• _Document passage_:
________________________________________
Civilization, Weinergate and Discontent


Anthony Weiner lacks inhibitions. Now he lacks a job. Time now for the next question: Are we out of our minds?

The seven-term former Congressman, age 46, has an active libido. When he shared photographic images of himself with young women on Facebook and Twitter, he took a self-destructive, and even suicidal, risk. Our sexophrenic Puritanical streak does not forgive those who color outside a strict set of libidinal lines.

But resignation from Congress over on-line flirting? Weiner is looking more than a little limp. I wish he had not done so. The resignation simply encourages hypocrisy.

I was stunned to see the photograph accompanying the story in today’s New York Times about the Weiner’s resignation. He announced he was leaving Congress in a Brooklyn senior center. The Times reports that the seniors looked confused. Perhaps they were confused by what appears to be the dozens of cameramen lining the back of the room. This is what passes for hot national news?

Would that Sigmund Freud were to rise from the dead and return just long enough to survey things and rewrite Civilization and Its Discontents. A century ago he wrote that the work of civilization is difficult. We inhibit certain aggressive desires and instinctual pleasures in the name of the work of living together, of creating a civilization. Not every impulse is, or should be, acted upon, Freud wrote, not if we want to have arts, sciences and a complex society.

The Internet has lowered inhibition to vanishing point. Online Lotharios are everywhere. Otherwise fine people attack, malign and rage at the world, most often anonymously or pseudonymously. Otherwise respectable professionals sometimes call it courage now when they spout, fume and hate under their own name. We are authentic to the point of tedium; bared teeth pass are what the new respectability. Have you told off anyone today? If not, you’re weak, uninteresting, a fraud. The mob won’t rest until all of mud-wrestle in the same grimy pit.

Read the comments below an online edition of a newspaper some day, and behold the neighbor hiding behind the forced smile in the check out line. Look at the chatter on blogs: a world of keyboard heros are hiding behind their screens. The Internet fosters aggression without consequences, all is a virtual game. So, too, with sexual desire. We can all make love like porn stars with figments of our imaginations, those folks just a click away, forever present, always smiling, demanding nothing.

The economy is in shambles. The middle class is disappearing. The federal government’s budget is a mess. We are at war in several locations with no end in sight. Our schools are not competitive with schools elsewhere in the world. The infrastructure needs work. Climate change poses challenges we need to mobilize to meet. How do we meet these challenges?

Weinergate.
________________________________________
[Detection samples]
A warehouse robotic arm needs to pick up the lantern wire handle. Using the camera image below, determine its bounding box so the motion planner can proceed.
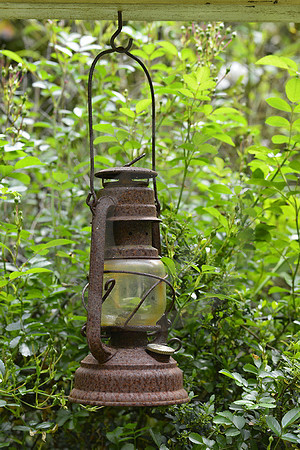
[86,11,160,215]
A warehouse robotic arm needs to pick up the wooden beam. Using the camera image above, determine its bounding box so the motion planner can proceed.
[0,0,300,22]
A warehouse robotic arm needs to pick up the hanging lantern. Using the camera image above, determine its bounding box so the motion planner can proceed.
[69,12,188,406]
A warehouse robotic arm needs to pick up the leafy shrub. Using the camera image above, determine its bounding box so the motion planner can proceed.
[0,21,300,450]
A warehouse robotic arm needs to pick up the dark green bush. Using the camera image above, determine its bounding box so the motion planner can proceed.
[0,21,300,450]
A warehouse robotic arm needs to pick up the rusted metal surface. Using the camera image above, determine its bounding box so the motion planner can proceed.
[70,348,189,406]
[69,13,188,406]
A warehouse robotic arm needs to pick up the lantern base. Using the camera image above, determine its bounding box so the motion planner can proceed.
[69,348,189,406]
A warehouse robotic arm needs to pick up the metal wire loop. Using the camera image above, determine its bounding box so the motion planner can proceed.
[110,11,133,53]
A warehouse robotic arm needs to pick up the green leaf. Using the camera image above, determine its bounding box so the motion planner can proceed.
[94,136,118,145]
[289,159,300,171]
[232,416,246,430]
[281,433,300,444]
[15,156,45,169]
[10,172,31,184]
[266,97,292,112]
[0,164,14,178]
[0,50,36,72]
[183,75,198,91]
[135,98,151,114]
[213,415,232,425]
[209,184,232,194]
[93,123,115,134]
[281,408,300,428]
[25,267,53,274]
[196,66,210,84]
[30,239,76,253]
[266,416,281,437]
[243,364,258,374]
[178,88,194,98]
[272,134,290,144]
[158,41,178,56]
[120,108,135,119]
[201,264,219,273]
[225,428,240,437]
[213,133,235,147]
[255,55,297,70]
[285,78,300,103]
[52,172,69,183]
[266,116,290,129]
[189,433,203,444]
[161,256,176,276]
[219,369,234,380]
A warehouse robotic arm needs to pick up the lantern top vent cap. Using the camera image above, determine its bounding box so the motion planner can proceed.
[95,167,157,181]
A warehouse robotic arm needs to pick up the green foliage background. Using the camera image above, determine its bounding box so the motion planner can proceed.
[0,20,300,450]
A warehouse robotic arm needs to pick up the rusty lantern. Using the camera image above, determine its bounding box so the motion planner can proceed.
[69,13,188,406]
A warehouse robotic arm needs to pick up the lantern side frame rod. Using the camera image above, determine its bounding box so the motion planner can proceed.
[87,11,160,215]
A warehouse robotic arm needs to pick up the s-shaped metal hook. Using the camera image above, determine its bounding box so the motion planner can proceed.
[110,11,133,53]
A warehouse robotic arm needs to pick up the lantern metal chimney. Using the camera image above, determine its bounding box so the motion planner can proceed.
[69,12,189,406]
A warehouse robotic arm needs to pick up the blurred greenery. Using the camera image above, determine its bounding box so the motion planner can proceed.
[0,20,300,450]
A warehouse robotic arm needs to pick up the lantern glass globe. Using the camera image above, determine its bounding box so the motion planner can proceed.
[101,259,166,326]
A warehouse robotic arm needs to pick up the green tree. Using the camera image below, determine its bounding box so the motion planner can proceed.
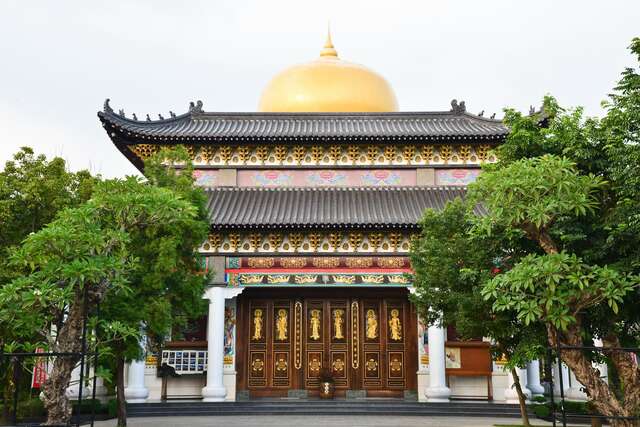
[411,200,545,425]
[0,178,198,424]
[476,155,640,425]
[100,148,209,426]
[0,147,99,418]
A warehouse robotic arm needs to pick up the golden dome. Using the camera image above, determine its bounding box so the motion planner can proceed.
[258,34,398,112]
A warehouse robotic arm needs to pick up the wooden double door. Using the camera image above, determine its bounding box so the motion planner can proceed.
[236,288,417,397]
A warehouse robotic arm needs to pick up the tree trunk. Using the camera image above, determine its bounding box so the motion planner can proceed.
[42,290,85,425]
[547,326,640,427]
[116,356,127,427]
[511,368,531,427]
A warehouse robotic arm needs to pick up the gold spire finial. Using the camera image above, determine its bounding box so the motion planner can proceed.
[320,22,338,58]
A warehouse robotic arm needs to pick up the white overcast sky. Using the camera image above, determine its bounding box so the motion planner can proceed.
[0,0,640,177]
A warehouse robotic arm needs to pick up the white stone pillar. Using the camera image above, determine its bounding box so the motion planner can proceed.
[425,325,451,402]
[553,362,569,397]
[124,353,149,403]
[565,370,587,401]
[504,368,531,404]
[202,286,227,402]
[593,338,609,383]
[527,360,544,396]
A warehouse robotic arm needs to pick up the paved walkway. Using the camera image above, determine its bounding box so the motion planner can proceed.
[96,415,551,427]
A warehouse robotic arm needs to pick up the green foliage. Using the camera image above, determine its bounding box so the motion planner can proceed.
[411,200,545,367]
[482,252,640,330]
[469,155,605,238]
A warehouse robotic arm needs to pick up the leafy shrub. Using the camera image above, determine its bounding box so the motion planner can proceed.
[107,399,118,418]
[17,399,45,419]
[531,405,551,418]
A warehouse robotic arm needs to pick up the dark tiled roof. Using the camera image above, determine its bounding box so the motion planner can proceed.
[206,187,481,229]
[98,103,508,143]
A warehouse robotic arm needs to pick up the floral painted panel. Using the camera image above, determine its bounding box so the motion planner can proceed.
[436,169,480,186]
[193,169,218,187]
[238,169,416,187]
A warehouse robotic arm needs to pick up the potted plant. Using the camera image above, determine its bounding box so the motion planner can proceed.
[318,368,336,399]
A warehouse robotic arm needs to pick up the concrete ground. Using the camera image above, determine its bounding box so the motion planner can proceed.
[95,415,551,427]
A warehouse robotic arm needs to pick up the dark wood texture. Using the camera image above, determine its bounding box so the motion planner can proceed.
[236,288,418,397]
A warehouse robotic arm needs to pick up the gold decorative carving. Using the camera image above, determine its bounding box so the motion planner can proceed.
[200,145,215,162]
[377,257,405,268]
[276,308,289,341]
[349,231,362,251]
[333,309,344,340]
[269,233,283,251]
[219,145,231,164]
[237,145,251,163]
[402,145,416,163]
[293,274,318,285]
[420,145,433,163]
[367,145,378,163]
[256,145,269,163]
[369,233,382,252]
[309,309,322,341]
[384,145,396,163]
[309,356,322,374]
[347,145,360,163]
[387,275,409,285]
[476,144,491,162]
[309,233,322,252]
[251,308,263,342]
[313,257,340,268]
[209,233,222,251]
[247,257,276,268]
[280,258,307,268]
[389,233,402,251]
[333,274,356,285]
[239,274,264,285]
[289,233,306,252]
[351,301,360,369]
[389,308,402,341]
[249,233,262,252]
[267,274,291,284]
[273,145,287,163]
[438,145,453,163]
[329,231,342,252]
[329,145,342,163]
[344,257,373,268]
[293,301,302,369]
[458,145,471,163]
[276,357,287,372]
[251,358,264,372]
[229,233,240,252]
[311,145,324,164]
[362,274,384,284]
[367,308,378,340]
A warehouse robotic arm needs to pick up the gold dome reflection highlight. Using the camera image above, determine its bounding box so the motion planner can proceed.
[258,34,398,113]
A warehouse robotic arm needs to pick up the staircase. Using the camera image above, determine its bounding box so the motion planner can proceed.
[127,399,520,418]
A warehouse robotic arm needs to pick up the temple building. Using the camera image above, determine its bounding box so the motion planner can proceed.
[98,32,556,402]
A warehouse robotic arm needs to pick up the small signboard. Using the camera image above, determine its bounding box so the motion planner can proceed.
[31,348,47,389]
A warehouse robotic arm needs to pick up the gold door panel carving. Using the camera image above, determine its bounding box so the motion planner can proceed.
[237,289,417,397]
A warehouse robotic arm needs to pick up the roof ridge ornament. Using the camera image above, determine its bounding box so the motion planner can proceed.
[102,98,113,113]
[189,100,204,113]
[451,99,467,114]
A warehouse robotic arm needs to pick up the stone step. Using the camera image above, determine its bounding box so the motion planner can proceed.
[127,401,520,417]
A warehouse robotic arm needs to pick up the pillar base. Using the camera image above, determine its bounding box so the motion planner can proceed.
[124,387,149,403]
[202,387,227,402]
[425,387,451,402]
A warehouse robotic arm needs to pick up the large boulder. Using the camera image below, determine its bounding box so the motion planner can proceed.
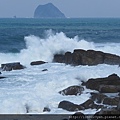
[103,97,120,106]
[58,99,103,111]
[82,74,120,93]
[69,112,87,120]
[53,49,120,65]
[59,86,84,95]
[90,93,107,103]
[58,101,84,111]
[1,62,25,71]
[79,99,103,109]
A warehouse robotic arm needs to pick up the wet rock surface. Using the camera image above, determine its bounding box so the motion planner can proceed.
[53,49,120,65]
[1,62,25,71]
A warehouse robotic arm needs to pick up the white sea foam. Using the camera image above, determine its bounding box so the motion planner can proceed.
[0,30,120,65]
[0,32,120,114]
[0,63,120,114]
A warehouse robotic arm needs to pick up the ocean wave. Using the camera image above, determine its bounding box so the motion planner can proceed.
[0,30,120,65]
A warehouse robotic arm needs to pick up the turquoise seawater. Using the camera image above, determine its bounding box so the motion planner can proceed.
[0,18,120,53]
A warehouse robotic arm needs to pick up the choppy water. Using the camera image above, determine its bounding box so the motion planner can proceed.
[0,18,120,114]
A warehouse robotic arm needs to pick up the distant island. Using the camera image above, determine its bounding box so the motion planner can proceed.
[34,3,65,18]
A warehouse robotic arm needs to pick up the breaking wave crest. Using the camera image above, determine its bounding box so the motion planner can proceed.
[0,30,120,65]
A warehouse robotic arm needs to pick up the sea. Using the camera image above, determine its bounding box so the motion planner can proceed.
[0,18,120,114]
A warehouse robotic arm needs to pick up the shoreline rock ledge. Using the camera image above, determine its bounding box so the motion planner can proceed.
[53,49,120,66]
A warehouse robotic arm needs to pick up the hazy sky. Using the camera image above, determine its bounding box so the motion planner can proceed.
[0,0,120,18]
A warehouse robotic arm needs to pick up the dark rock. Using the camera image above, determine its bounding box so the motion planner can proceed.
[79,99,103,109]
[90,93,107,103]
[43,107,51,112]
[53,49,120,66]
[34,3,65,18]
[53,54,65,63]
[96,108,120,115]
[99,85,120,93]
[69,112,87,120]
[82,74,120,93]
[58,101,84,111]
[91,108,120,120]
[59,86,84,95]
[103,97,120,106]
[1,62,25,71]
[30,61,46,65]
[104,53,120,65]
[73,49,104,65]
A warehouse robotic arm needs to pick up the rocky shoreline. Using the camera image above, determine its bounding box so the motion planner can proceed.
[0,49,120,120]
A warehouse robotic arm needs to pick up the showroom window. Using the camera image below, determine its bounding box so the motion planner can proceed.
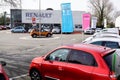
[91,41,102,45]
[68,50,96,66]
[46,49,70,62]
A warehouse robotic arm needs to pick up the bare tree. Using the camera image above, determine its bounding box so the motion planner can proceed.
[0,0,21,8]
[89,0,114,28]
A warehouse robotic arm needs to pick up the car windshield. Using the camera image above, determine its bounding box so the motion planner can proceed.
[103,52,116,71]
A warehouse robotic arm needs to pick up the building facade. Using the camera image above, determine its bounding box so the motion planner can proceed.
[11,9,85,30]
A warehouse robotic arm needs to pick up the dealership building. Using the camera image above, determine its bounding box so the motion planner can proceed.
[11,9,86,30]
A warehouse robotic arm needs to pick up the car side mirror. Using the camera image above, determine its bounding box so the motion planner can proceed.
[0,61,6,66]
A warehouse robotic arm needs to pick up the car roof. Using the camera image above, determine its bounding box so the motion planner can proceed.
[88,36,120,43]
[61,44,115,56]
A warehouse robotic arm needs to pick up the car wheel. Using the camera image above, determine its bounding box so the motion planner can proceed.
[46,34,52,37]
[32,34,37,38]
[30,69,42,80]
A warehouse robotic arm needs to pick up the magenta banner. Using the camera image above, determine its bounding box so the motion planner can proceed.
[82,13,91,30]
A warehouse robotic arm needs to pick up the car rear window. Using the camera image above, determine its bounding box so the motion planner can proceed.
[103,51,116,71]
[0,74,5,80]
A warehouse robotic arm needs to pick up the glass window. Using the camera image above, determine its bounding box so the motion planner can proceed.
[91,41,102,45]
[0,74,5,80]
[68,50,96,66]
[46,49,70,61]
[103,52,115,71]
[105,41,119,48]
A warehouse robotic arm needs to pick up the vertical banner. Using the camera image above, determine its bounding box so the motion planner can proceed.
[61,3,73,33]
[104,19,107,28]
[91,17,97,28]
[82,13,91,30]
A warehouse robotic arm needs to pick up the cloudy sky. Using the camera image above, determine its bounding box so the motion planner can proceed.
[0,0,120,13]
[22,0,120,11]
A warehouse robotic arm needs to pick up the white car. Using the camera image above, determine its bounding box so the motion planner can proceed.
[83,37,120,49]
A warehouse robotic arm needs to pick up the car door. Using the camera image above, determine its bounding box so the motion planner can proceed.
[61,50,96,80]
[42,49,70,80]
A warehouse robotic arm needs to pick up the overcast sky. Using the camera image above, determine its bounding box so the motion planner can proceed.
[0,0,120,13]
[22,0,120,11]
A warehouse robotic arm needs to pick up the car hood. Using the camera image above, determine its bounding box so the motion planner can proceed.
[32,56,44,63]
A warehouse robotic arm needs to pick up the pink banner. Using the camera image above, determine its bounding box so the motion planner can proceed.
[82,13,91,30]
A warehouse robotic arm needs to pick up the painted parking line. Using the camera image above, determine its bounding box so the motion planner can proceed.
[9,73,29,80]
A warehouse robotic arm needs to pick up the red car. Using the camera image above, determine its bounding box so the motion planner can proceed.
[29,44,117,80]
[0,61,9,80]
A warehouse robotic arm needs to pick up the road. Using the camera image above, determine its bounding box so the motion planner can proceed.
[0,30,89,80]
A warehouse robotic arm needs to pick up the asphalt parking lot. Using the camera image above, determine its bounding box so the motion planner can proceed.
[0,30,89,80]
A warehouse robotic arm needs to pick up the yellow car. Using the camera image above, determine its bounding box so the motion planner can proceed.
[30,29,52,38]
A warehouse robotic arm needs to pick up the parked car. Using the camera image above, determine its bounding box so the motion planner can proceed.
[11,26,26,33]
[95,28,102,32]
[28,26,39,33]
[84,28,95,34]
[30,29,52,38]
[0,25,7,30]
[52,28,61,34]
[83,36,120,49]
[29,44,120,80]
[0,61,9,80]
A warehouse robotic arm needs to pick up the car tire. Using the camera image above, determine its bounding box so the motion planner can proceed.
[32,34,37,38]
[46,34,52,37]
[30,69,42,80]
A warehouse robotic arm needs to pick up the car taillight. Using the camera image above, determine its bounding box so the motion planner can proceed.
[110,72,117,80]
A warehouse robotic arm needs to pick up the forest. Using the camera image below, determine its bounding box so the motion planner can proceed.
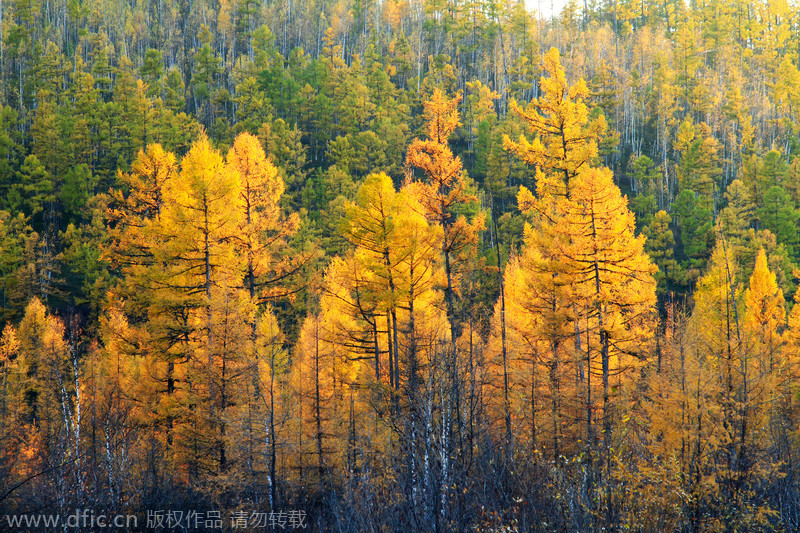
[0,0,800,533]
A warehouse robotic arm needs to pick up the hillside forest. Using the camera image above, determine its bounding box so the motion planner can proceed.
[0,0,800,532]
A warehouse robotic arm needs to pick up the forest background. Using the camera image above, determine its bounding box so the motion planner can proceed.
[0,0,800,531]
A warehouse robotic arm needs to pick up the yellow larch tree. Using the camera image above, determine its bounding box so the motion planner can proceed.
[503,48,607,197]
[227,132,300,299]
[406,89,485,336]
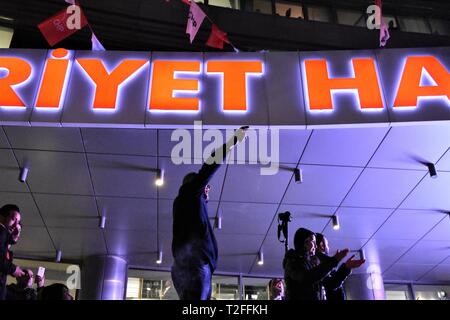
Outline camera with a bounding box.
[278,211,291,223]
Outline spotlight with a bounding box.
[155,169,164,187]
[55,250,62,262]
[98,216,106,229]
[19,165,29,183]
[294,168,303,183]
[258,251,264,266]
[215,216,222,230]
[427,163,437,179]
[156,250,162,264]
[331,215,341,230]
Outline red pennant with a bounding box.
[38,8,88,47]
[206,24,230,49]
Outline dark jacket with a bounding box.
[0,224,16,300]
[6,283,37,301]
[316,252,352,301]
[283,249,338,300]
[172,145,226,271]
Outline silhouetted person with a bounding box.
[6,222,45,300]
[283,228,348,300]
[316,233,364,301]
[38,283,73,300]
[172,128,250,300]
[0,204,24,300]
[269,278,284,300]
[286,8,292,18]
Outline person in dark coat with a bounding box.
[283,228,348,300]
[6,223,45,300]
[316,233,365,301]
[172,127,250,300]
[0,204,25,300]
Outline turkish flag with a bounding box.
[38,6,88,47]
[206,24,230,49]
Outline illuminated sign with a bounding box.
[0,48,450,127]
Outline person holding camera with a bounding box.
[0,204,25,300]
[283,228,348,300]
[172,127,248,300]
[316,233,365,301]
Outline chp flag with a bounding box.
[186,1,206,43]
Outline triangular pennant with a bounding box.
[186,1,206,43]
[91,32,105,51]
[206,24,230,49]
[38,7,88,46]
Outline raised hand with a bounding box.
[345,255,366,269]
[12,266,25,278]
[334,249,348,262]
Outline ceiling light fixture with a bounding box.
[156,250,162,264]
[155,169,164,187]
[294,168,303,183]
[331,215,341,230]
[427,163,437,179]
[258,251,264,266]
[55,250,62,262]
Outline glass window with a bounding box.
[430,19,450,35]
[126,278,142,300]
[308,6,332,22]
[414,285,450,300]
[384,283,412,300]
[249,0,272,14]
[399,17,431,33]
[275,1,304,19]
[337,10,367,28]
[7,259,81,299]
[0,26,14,48]
[208,0,240,9]
[211,276,241,300]
[242,278,270,300]
[126,269,178,300]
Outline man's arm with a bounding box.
[0,227,16,275]
[285,258,338,283]
[192,127,248,193]
[322,263,352,290]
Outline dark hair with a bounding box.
[269,278,284,300]
[316,233,325,246]
[0,204,20,218]
[294,228,314,252]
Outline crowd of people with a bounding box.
[0,204,73,300]
[0,127,364,300]
[172,127,364,300]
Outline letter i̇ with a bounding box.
[35,48,69,109]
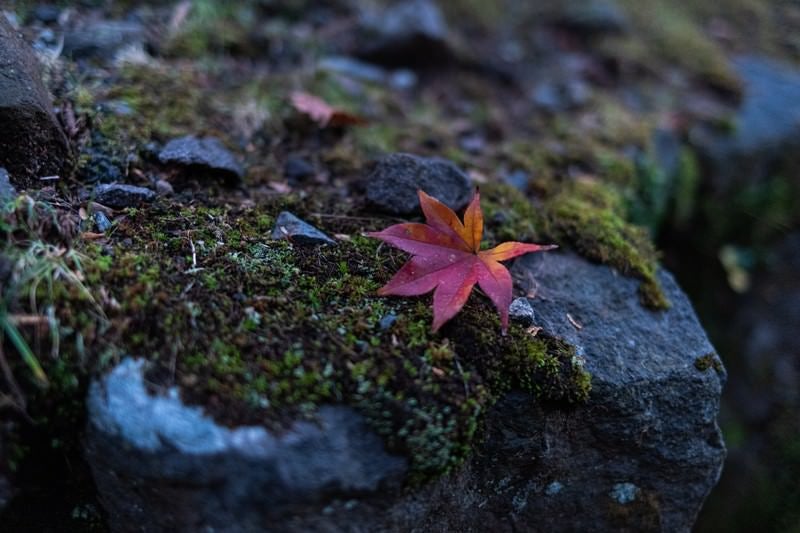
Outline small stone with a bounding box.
[0,167,17,202]
[92,211,112,233]
[31,4,61,24]
[271,211,336,245]
[94,183,156,209]
[608,483,639,505]
[283,155,314,180]
[78,147,125,183]
[0,14,70,189]
[156,180,175,196]
[64,20,146,60]
[458,133,486,154]
[158,135,244,182]
[378,313,397,329]
[531,79,592,113]
[544,481,564,496]
[554,0,630,35]
[367,153,472,215]
[319,56,386,83]
[508,298,535,326]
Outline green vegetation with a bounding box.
[3,195,590,480]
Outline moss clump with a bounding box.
[694,353,722,372]
[6,197,590,481]
[482,180,669,309]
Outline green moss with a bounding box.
[482,180,669,309]
[3,194,589,481]
[694,353,722,372]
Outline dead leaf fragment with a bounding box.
[291,91,367,128]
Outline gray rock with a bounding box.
[0,167,17,202]
[158,135,244,182]
[92,211,112,233]
[367,153,472,215]
[554,0,630,36]
[256,253,725,533]
[692,56,800,194]
[531,78,592,113]
[0,16,70,189]
[93,183,156,209]
[86,359,407,532]
[508,298,536,326]
[271,211,336,245]
[354,0,452,67]
[319,56,387,83]
[64,20,146,60]
[86,253,725,532]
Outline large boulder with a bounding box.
[87,359,406,532]
[87,254,725,532]
[693,56,800,194]
[0,15,70,189]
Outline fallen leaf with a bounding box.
[291,91,367,128]
[368,190,556,333]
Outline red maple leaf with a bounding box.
[291,91,367,128]
[368,190,556,334]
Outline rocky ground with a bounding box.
[0,0,800,531]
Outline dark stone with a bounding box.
[0,16,70,189]
[508,298,536,326]
[78,139,125,183]
[64,20,145,60]
[367,153,472,215]
[283,155,314,180]
[92,211,112,233]
[93,183,156,209]
[553,0,630,36]
[85,359,407,532]
[81,253,725,532]
[31,4,61,24]
[354,0,453,67]
[0,167,17,203]
[0,420,15,513]
[271,211,336,245]
[652,128,683,178]
[531,79,592,113]
[158,135,244,182]
[378,313,397,329]
[692,56,800,190]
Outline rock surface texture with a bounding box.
[367,154,472,215]
[87,254,725,532]
[158,135,244,182]
[697,56,800,192]
[0,16,69,189]
[0,167,17,202]
[270,211,336,245]
[87,359,406,532]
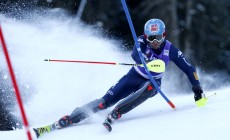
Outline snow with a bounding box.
[0,12,230,140]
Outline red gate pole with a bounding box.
[0,25,32,140]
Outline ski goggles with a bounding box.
[146,35,165,43]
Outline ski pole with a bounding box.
[44,59,140,66]
[44,59,165,73]
[206,93,217,98]
[0,25,32,140]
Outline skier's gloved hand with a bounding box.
[192,86,208,107]
[146,59,165,73]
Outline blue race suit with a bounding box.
[102,35,200,107]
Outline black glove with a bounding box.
[192,86,203,101]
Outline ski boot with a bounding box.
[103,109,121,132]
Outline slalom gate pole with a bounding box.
[0,25,32,140]
[121,0,175,109]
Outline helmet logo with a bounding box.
[151,24,158,32]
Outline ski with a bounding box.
[33,123,57,138]
[103,119,112,132]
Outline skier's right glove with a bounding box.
[192,86,208,107]
[146,59,165,73]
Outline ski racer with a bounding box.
[34,19,207,137]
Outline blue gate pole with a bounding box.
[121,0,175,109]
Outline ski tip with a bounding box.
[103,123,112,132]
[33,128,40,138]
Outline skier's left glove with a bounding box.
[192,86,208,107]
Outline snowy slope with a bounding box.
[0,12,230,140]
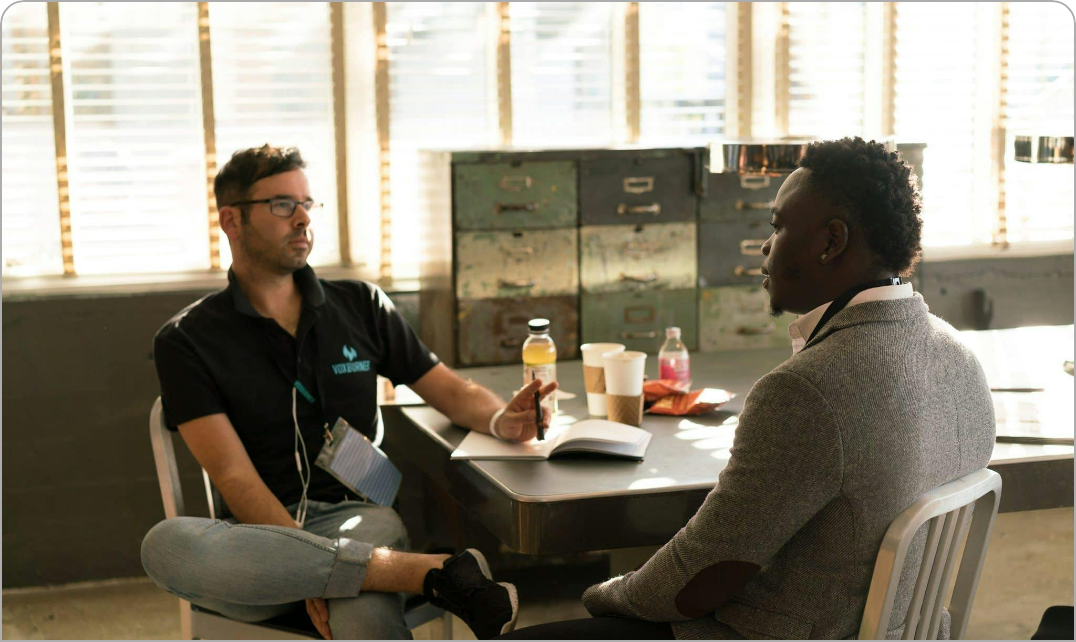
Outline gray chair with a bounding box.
[859,468,1002,640]
[150,397,452,640]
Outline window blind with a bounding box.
[385,2,495,279]
[1003,2,1074,242]
[639,2,726,145]
[788,2,866,139]
[894,2,996,245]
[60,2,209,274]
[209,2,340,269]
[509,2,613,146]
[2,2,63,276]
________________________________________
• _Set problem 1_: In the essay on Weinergate, why, according to its account of Freud, should not every impulse be acted upon?
• _Set problem 2_: Pick up the essay on Weinergate from its final line and continue it.
The records are separate material, unconnected to the essay on Weinergate.

• _Written reply 1_: Freud held that we inhibit certain aggressive desires and instinctual pleasures for the work of living together and building a civilization. Not every impulse should be acted upon if we want to have arts, sciences and a complex society.

• _Written reply 2_:
We are the sum of our instincts and desires. Advertisers know this, so they sell products with sexual images. We stir a beast and then savagely slap at it when it roars too loudly, or in the wrong way.

It’s too soon to say what broader social and cultural significance this systemic lowering of inhibition will play in the world at large. The Internet can do great good in fostering the easy spread of ideas and information. It represents a communication revolution. But every revolution has its dark side. Unleashing pent up forces yields passions that are both constructive and destructive.

I am not persuaded that Weiner needed to resign because he was a bad man. I am sure he needed to resign because we would not let him go. We attacked and felt good about the attack. It was a nifty trick, this displacing our anxiety about the uncomfortable truths we know about ourselves onto Weiner. "He’s a scum, a hypocrite, a liar," we raged.

Aren’t we all? Isn’t the Internet making that obvious? In a world without inhibitions everyone becomes Anthony Weiner. Just why we trim the tall poppies for being just like the rest of us is a mystery.

Comments: (2)

  • WeinerGate
    Of course Weiner should not have resigned. It does not appear that he broke any "laws." Ha! Personally, I would have gone to the mat, the way I did in CT: State v. Doriss. But hey, he's a schlemiel, for real. I don't like the way he walks, talks, or anything else about him--w/out getting ethnic. Maybe he can bounce back, but not for me. Not in this lifetime. Finito, finished, forever. The little twerp. Who does he think he is?
    Posted on June 17, 2011 at 2:52 pm by william doriss
  • weinergate
    Don't the little people get hung for "lying" to feds, congress, or any big brother investigators? Don't they make up their own rules? Sure he shouldn't leave for pulling down his tightie whities, but...he's not exactly going to be taken seriously for a while...a name change might be in order....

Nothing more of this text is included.